**Problems and tasks**
**A.** In the blog post on tracking attendee behavior at the SAP kickoff event, quote word for word the passage that begins with the words containing "In this blog, find" and ends with "to the occasion.".
**B.** Pick up the blog post on tracking attendee behavior at the SAP kickoff event from its final sentence and keep writing it.

**Selected extract**
In this blog, find out how we used SAP Technology to keep our ear to the ground and tap into behavioural insights on the show floor. Human behaviour makes for the most fickle and unpredictable data in the history of analytics. Yet, for a smart enterprise, navigating this sea of information is but an opportunity to rise to the occasion.

At SAP, the Field Kick Off Meeting or FKOM, is one of our biggest regional events and the launching pad to communicating our business strategy for the year. It is a rallying call for the sales team, preparing them for the battle ahead. This annual event aims to inspire, educate and arm the team that rakes in the revenue, with everything they need to fight a good fight.

In 2020, we hosted FKOM in Singapore at the swanky Marina Bay Sands Expo, in a show floor that could house 2 football fields length to length. We had over 300 sessions running, for about 2700 attendees from 35 countries. For the event organisers, understanding an audience of this size is a challenge as massive as the event itself. But more importantly, it is key to shaping & running future events even better.

1. How we got it working

We worked closely with our partner, Extentia, to develop an app that attendees could use to navigate the 3 day event lineup. The app, built on SAP Cloud Platform, would help attendees find sessions, talks or demos of interest to them and mark their attendance at these sessions by scanning bar codes placed at the venue. Attendance, as well as feedback from attendees, was entered into an SAP HANA database and pumped into SAP Digital Boardroom through a LIVE data connection. The Digital Boardroom app was assigned its place in the spot light in the very middle of the show floor with 3 large 55” inch TVs displaying insights into attendee behaviour LIVE on all 3 days.

 

During the event, we wanted to track which sessions & talks they were interested in, what times of the day are seeing most attendance, which neighbourhood was attracting the most crowd, which market units have the most engaged attendees, which attendee had the highest participation (with giveaways for winners), among other things. Post the event, we also wished to analyse feedback comments and session ratings from the audience.

2. How it looked

We connected a laptop, with the Digital Boardroom application running, to 3 large TVs. While most demos on the show floor had people walking attendees through the content, Digital Boardroom’s intuitive interface needed no introduction, and spoke for itself.

 

3. What we tracked

In 2020, the show floor was organised into 7 neighbourhoods, each with a focus on technology or industry. In these neighbourhoods we had interactive theatres, with relevant talks, demos & presentations underway concurrently. In a section, outside of the neighbourhoods were the Best Run Theatres. These were for larger audiences & more strategic topics.

a.) Event Engagement: Here we put the spot light on events. Pitching the Best Run theatre sessions against each other, tracking which neighbourhoods were getting most attendance & which theatres were drawing the most crowds. We also summarised what the sessions were about by dipping into sessions tags. The word cloud, expectedly, highlights innovation & digital core. In an imitation of the show floor, the heat map lends a visual guide to where the crowds are concentrated.

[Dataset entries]
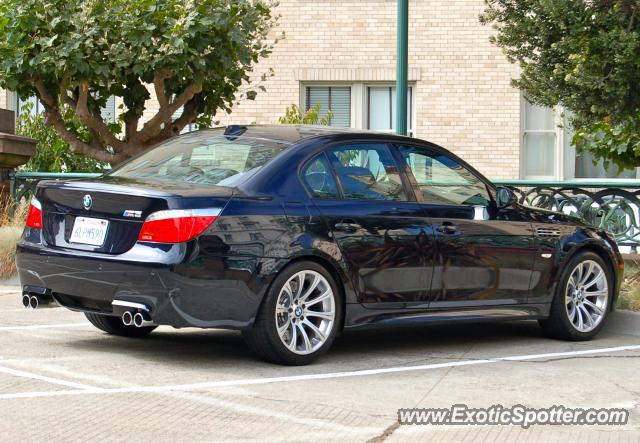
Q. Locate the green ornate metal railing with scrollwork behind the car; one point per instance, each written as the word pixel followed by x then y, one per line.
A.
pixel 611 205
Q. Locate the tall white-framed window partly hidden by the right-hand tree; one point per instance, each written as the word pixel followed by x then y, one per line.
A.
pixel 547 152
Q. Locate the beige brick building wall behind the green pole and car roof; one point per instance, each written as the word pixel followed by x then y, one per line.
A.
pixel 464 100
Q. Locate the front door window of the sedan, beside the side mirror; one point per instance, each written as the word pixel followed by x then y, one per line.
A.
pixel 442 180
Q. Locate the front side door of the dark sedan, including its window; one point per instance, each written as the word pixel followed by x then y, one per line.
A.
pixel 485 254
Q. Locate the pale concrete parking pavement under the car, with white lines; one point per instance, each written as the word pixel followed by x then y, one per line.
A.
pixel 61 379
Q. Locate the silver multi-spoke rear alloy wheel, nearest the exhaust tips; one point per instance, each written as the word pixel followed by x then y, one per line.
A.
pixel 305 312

* * *

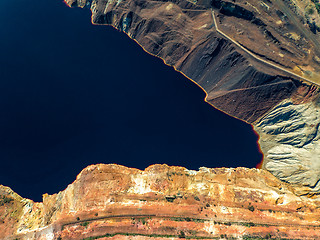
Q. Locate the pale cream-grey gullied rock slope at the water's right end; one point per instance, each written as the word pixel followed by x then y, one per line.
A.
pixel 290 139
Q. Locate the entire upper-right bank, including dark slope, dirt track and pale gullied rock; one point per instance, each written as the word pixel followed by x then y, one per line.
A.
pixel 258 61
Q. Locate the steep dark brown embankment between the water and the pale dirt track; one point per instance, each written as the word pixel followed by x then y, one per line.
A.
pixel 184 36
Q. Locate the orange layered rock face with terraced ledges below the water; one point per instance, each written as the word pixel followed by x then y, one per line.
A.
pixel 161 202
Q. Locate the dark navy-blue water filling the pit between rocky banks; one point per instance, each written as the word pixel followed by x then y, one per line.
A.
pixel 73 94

--

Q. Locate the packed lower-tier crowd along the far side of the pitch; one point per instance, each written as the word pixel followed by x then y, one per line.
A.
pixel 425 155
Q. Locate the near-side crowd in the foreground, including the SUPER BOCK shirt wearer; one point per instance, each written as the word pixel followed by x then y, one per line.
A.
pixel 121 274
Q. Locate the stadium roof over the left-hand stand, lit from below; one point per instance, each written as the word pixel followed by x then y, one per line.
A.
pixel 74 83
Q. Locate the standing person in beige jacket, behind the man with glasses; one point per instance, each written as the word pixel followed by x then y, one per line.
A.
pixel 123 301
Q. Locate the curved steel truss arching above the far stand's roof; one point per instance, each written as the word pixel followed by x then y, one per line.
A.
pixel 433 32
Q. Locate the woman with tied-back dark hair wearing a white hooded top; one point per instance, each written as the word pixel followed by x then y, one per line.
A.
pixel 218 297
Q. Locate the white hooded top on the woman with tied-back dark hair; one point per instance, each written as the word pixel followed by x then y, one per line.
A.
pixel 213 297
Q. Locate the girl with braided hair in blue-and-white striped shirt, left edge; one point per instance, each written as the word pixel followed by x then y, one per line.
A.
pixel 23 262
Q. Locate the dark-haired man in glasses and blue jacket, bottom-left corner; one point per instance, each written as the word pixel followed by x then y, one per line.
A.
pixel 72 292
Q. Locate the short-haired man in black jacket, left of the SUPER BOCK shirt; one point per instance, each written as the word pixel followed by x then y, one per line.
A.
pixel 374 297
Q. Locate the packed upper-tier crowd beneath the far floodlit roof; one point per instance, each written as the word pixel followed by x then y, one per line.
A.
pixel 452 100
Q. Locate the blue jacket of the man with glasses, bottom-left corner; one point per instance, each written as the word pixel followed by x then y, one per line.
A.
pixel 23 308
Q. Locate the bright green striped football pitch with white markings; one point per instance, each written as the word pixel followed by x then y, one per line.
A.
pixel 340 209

**Answers for this exercise**
**A.**
In this blog, find out how we used SAP Technology to keep our ear to the ground and tap into behavioural insights on the show floor. Human behaviour makes for the most fickle and unpredictable data in the history of analytics. Yet, for a smart enterprise, navigating this sea of information is but an opportunity to rise to the occasion.

**B.**
B.) Activity Overview: On this screen we track activity. Which hours of the day are seeing the most participation (in terms of bar code scans), which MUs have the most engaged participants and a leaderboard that aims to gamify the learning experience. Attendees could also scan each other, via the app, to earn networking points. So the networking charts at the bottom complement the engagement ones at the top.

C.) Attendee Profile: With an audience of this size & diversity, the profile of the attendee & their interests makes for interesting analysis. Understand your other mates on the floor on this screen – which country / market unit do they come from, are they employees / partners / sponsors, what sessions are they interested in, are the specialist sales folks not attending the sessions that were curated specially for them, and so on.

D.) All Best Run Sessions: Because we ran some of these sessions on repeat, it was interesting to see participation in the repeat sessions dwindle over the days. Particularly, notice how sessions around lunch time are consistently less popular. No prizes for guessing why!

E.) All Interactive Theatres: These sessions ran concurrently, cannibalising into each others attendance. Indeed, may the most interesting – grab the most seats! Yet, sometimes, the location of these theatres may bias the participation. We were keen to see if this was true, and we compared concurrent attendances by neighbourhood.

F.) Top Interactive Theatres: Lastly, we wanted to colour the top sessions by the neighbourhoods to see if a colour (or in other words a neighbourhood) dominates the floor in terms of quality content. These sessions tagged by hour and day of their occurrence offered insights into content that was popular and potentially, what made it popular.

 

4. How it helped

Through the Digital Boardroom, the organising committee was able to identify empty pockets of attendance and strategise around increasing footfall in these spots. Post event we were able to identify time slots that were less than ideal for hosting sessions and notice how attendance tapered off in repeat sessions.

We also collated the feedback comments and ratings for individual sessions and built more visualisations – but that is a story for another blog!

SAP Digital Boardroom is a beautiful application, with features that allow interaction with the data through an incredibly intuitive interface. When hosted on touch screen TVs, these are a delight to play with. Knowing that the data you are playing with is LIVE, and is from activity buzzing around you at that instant, is a compelling argument for how technology is changing the way the world runs, and most importantly, how we run our events.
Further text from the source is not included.